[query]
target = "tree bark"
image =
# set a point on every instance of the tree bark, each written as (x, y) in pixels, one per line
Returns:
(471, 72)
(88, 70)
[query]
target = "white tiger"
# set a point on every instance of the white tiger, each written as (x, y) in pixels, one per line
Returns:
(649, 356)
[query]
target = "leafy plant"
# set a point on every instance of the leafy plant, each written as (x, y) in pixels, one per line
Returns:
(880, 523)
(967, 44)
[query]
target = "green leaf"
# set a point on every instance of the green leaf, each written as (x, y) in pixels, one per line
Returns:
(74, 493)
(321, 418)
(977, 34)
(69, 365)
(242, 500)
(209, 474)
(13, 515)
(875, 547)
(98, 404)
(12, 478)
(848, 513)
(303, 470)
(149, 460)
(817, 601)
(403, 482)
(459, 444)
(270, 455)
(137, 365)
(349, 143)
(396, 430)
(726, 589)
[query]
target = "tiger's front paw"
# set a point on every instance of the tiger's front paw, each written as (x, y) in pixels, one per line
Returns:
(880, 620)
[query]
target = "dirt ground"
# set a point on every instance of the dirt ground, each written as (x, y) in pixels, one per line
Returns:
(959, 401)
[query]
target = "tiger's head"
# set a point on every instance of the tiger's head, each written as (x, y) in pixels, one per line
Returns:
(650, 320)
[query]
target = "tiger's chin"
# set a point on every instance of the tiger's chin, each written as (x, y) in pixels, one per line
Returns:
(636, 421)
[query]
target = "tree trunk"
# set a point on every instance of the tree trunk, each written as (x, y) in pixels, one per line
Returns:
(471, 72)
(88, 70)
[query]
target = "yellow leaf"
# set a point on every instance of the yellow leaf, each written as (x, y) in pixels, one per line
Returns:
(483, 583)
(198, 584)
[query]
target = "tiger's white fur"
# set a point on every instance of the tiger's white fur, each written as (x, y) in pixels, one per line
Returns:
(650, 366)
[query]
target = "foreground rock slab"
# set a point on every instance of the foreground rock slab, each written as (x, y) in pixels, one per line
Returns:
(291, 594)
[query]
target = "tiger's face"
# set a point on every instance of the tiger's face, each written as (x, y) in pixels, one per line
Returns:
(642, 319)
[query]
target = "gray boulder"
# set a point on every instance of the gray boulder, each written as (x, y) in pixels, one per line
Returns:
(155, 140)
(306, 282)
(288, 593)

#####

▶ _Problem_: Count the lines above that contain the string "dirt", treating uppercase and lowercase letters as distinct, and give only the number.

▶ _Solution_: 2